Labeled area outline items
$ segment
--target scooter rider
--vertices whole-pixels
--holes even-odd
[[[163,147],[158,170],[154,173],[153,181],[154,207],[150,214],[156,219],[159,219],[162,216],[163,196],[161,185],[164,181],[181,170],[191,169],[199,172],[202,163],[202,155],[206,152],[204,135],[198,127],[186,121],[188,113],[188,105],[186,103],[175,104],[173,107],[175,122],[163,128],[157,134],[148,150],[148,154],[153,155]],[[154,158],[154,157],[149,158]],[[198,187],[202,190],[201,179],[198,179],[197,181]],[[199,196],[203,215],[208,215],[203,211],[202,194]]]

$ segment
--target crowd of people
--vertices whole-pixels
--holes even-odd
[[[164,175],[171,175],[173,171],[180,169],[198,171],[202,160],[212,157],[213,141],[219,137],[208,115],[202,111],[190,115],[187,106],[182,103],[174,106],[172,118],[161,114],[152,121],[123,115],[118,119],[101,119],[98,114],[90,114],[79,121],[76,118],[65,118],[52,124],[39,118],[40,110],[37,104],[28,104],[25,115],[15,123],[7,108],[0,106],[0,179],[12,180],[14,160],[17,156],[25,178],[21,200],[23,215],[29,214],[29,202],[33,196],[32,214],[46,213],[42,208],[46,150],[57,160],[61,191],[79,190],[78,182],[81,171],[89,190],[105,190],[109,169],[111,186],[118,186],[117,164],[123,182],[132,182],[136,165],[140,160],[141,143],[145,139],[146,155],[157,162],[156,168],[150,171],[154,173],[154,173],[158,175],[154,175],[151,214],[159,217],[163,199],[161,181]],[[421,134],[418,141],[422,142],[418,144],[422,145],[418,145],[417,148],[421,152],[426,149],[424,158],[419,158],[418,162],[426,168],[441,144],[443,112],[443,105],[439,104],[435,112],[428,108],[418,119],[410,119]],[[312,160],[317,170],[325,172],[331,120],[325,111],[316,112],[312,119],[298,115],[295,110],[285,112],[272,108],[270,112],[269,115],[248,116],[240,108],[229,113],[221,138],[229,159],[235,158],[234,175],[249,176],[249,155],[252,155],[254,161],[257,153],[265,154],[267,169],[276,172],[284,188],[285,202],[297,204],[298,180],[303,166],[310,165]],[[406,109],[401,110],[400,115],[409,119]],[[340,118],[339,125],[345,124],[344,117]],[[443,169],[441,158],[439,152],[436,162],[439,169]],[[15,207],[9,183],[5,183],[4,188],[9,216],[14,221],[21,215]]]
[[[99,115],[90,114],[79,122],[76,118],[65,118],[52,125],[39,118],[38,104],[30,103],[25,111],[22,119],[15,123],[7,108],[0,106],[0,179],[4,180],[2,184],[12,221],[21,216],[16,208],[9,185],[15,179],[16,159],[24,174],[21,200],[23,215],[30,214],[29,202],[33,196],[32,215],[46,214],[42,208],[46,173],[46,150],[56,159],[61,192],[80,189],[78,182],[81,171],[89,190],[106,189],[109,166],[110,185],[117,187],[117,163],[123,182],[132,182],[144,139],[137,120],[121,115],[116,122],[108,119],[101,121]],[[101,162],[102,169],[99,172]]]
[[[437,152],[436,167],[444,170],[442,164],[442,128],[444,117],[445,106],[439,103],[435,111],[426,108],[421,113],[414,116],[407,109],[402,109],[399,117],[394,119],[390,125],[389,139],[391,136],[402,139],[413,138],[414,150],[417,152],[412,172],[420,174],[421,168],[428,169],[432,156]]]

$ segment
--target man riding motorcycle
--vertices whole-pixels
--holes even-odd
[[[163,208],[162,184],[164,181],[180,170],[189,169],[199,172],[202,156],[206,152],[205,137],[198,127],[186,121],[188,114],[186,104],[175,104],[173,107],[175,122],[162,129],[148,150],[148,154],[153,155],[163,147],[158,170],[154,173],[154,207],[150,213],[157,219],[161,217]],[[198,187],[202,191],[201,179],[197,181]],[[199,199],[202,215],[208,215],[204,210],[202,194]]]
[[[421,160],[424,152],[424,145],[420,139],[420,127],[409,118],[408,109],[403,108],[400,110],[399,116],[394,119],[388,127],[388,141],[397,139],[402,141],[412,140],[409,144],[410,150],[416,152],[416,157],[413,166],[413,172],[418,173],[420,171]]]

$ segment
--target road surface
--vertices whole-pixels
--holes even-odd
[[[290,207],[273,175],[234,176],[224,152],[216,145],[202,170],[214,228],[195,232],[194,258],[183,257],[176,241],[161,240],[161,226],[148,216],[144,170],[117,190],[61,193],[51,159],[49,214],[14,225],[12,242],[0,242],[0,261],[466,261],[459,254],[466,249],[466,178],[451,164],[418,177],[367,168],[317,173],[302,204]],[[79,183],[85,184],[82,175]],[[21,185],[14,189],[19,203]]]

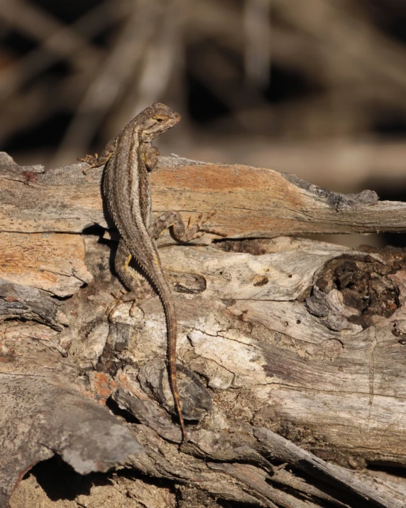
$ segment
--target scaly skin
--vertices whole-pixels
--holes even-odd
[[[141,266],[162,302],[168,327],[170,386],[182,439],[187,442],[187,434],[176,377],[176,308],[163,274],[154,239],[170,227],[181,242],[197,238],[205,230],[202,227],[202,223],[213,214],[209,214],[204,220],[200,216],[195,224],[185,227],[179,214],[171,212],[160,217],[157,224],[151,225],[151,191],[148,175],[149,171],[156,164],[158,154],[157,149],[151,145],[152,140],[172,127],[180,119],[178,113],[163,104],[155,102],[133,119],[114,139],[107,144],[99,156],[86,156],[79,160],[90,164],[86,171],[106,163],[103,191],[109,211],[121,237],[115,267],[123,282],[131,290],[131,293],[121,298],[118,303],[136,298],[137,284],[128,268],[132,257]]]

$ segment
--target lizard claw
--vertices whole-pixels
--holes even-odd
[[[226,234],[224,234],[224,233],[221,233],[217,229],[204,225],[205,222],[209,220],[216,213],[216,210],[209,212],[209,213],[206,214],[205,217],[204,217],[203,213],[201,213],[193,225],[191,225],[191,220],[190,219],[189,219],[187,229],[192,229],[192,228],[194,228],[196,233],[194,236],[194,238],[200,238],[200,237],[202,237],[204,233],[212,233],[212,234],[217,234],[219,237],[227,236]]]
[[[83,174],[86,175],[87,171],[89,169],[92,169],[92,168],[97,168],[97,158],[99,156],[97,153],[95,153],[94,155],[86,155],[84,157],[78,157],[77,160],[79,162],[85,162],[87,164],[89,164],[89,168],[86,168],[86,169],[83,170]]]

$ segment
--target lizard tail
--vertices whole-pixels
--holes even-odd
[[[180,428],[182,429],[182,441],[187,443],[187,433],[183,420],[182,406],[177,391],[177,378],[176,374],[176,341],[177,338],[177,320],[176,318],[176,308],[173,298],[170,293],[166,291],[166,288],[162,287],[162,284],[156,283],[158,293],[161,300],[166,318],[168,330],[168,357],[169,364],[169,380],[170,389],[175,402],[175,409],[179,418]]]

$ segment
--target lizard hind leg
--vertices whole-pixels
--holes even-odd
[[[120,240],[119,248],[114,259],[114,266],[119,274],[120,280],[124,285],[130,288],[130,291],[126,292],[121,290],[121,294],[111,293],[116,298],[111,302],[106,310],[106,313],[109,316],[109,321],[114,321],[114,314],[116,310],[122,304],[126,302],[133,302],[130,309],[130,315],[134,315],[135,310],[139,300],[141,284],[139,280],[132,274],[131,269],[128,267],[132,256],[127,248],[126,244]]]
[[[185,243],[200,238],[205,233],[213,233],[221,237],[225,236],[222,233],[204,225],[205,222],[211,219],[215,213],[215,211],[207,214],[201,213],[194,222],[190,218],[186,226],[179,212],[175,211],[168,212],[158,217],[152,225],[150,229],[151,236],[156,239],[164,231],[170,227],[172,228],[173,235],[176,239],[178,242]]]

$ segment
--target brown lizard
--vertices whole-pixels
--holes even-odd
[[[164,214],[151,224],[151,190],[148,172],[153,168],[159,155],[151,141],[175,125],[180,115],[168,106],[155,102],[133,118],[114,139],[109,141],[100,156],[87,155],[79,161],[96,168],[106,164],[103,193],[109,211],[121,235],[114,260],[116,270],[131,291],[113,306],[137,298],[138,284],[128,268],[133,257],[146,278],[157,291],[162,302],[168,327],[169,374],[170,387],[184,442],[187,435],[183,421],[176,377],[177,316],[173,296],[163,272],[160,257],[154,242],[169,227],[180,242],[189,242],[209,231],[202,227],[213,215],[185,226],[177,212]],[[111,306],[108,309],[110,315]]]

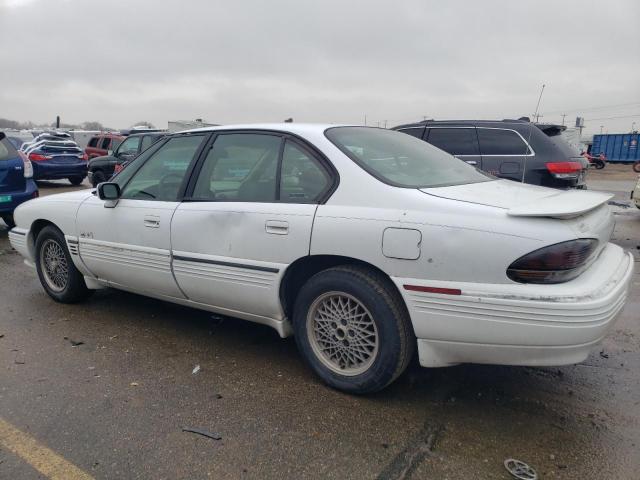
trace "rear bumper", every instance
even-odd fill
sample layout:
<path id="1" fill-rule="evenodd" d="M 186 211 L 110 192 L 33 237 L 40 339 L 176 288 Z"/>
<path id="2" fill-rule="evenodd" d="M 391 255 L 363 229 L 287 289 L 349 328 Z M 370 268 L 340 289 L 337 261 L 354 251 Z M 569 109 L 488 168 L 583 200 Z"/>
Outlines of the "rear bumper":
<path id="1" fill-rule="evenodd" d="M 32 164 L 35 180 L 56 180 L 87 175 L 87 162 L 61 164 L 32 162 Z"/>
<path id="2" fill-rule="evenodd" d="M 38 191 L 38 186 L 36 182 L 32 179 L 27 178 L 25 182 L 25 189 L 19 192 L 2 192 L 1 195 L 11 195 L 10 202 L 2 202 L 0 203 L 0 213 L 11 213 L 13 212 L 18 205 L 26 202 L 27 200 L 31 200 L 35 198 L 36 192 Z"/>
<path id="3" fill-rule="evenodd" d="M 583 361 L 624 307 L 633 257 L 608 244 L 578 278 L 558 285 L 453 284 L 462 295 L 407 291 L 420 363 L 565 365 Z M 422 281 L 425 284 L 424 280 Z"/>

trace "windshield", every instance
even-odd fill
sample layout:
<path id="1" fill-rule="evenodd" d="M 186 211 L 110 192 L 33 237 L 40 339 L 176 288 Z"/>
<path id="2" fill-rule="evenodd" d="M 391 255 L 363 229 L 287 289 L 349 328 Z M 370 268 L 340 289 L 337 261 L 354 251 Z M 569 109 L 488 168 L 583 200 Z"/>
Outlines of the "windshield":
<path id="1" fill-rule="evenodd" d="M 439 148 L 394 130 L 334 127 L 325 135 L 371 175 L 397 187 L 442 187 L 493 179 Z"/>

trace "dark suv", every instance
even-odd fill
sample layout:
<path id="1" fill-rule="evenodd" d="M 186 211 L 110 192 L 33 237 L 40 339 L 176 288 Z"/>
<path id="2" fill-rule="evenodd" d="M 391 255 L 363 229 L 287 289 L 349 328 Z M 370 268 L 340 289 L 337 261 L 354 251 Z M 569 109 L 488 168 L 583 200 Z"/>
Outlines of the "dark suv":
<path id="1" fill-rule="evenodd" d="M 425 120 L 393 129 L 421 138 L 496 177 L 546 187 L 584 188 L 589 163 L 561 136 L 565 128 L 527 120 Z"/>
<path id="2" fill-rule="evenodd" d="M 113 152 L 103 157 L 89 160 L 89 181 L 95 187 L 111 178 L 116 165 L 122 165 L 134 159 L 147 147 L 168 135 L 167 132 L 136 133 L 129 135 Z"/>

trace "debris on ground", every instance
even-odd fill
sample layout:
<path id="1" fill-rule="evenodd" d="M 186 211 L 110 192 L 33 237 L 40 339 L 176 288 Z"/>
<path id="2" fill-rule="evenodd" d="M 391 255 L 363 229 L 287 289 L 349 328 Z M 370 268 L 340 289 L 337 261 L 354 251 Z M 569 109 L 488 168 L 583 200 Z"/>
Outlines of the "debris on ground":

TASK: Locate every line in the records that contains the word "debris" and copy each such line.

WORKED ANSWER:
trace "debris on ground", every instance
Outlines of the "debris on ground":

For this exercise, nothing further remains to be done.